> [Task details]:
From the listing below, extract every line that contains the string "gable". Matches must have the same uppercase and lowercase letters.
--- Start ---
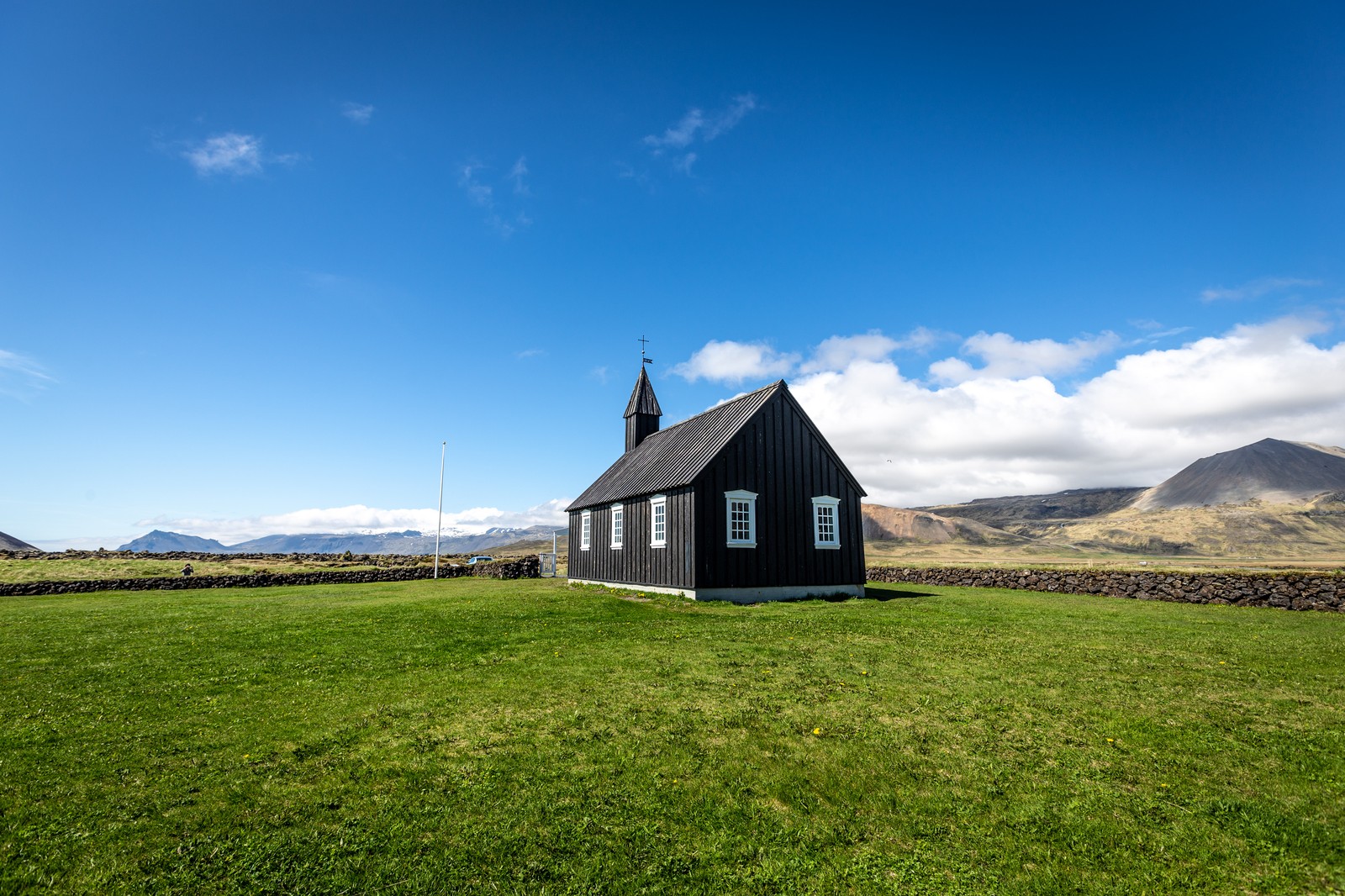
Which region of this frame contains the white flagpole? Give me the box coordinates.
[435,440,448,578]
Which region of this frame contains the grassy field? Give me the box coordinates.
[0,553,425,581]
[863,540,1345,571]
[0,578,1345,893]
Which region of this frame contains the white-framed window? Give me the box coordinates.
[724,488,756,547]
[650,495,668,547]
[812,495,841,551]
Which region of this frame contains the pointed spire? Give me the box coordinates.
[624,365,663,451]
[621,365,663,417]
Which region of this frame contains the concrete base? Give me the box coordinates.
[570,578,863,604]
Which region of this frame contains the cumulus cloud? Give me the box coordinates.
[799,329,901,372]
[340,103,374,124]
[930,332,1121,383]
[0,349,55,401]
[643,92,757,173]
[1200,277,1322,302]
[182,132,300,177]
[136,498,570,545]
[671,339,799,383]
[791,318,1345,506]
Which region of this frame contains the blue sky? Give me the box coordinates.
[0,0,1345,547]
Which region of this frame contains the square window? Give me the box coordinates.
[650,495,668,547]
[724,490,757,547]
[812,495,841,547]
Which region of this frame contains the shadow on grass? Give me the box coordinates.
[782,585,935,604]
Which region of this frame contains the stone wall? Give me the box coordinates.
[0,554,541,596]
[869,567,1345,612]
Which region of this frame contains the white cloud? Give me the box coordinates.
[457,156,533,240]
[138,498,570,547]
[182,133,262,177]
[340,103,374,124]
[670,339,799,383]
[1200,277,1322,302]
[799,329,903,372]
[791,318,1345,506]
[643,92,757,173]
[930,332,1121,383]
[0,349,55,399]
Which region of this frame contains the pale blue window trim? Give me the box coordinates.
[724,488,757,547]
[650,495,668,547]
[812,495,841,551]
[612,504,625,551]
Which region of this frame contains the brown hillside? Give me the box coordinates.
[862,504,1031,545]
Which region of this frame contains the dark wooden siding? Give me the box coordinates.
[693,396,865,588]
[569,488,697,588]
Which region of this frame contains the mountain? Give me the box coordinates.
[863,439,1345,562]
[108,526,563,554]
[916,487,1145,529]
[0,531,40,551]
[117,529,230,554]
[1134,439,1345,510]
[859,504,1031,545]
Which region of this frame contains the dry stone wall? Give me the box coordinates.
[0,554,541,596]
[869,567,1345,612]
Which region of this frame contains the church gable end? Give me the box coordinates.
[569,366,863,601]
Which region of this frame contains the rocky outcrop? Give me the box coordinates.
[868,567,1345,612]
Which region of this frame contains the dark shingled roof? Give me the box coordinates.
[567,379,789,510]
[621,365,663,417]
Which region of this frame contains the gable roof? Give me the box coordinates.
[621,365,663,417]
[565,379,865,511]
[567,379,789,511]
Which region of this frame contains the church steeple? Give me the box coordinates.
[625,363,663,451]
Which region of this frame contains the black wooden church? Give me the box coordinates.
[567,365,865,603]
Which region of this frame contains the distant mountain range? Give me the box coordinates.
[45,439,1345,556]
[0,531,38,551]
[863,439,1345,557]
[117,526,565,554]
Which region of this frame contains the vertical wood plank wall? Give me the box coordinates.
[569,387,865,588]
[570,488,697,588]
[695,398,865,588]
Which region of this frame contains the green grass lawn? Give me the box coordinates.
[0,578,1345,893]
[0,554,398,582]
--- End ---
> [Complete response]:
Which region of this frame contains the church gable end? Give me the box coordinates.
Which region of this frame contains the gable roof? Give me the box coordinates.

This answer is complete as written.